TASK DETAILS:
Word for word, restate all of the records.

GIVEN INFORMATION:
———
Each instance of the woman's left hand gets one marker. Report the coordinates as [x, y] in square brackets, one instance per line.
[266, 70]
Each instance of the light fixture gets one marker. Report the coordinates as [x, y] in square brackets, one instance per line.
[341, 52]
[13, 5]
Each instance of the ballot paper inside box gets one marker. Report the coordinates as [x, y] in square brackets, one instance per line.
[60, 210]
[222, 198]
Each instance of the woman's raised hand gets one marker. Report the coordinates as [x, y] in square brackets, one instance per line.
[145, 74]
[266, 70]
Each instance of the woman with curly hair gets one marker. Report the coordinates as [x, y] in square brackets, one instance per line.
———
WRITTEN ANSWER:
Each instance of the woman's left hand gets one marker. Report the coordinates as [x, y] in square brackets, one instance per line.
[266, 70]
Each instance of the light fixture gets one marker. Report the coordinates as [x, y] in square brackets, one instance per line.
[341, 52]
[13, 5]
Each instance of the ballot paper inside box gets one marker. Report the coordinates as [x, y] in square brackets, one instance per line.
[60, 210]
[222, 198]
Each instance of the woman's raised hand gets one marker. Report the coordinates as [x, y] in square brackets, one instance per line.
[145, 74]
[266, 70]
Each instance of the woman with curly hair gets one marker. Report the coordinates as [x, y] in square brackets, one instance per line.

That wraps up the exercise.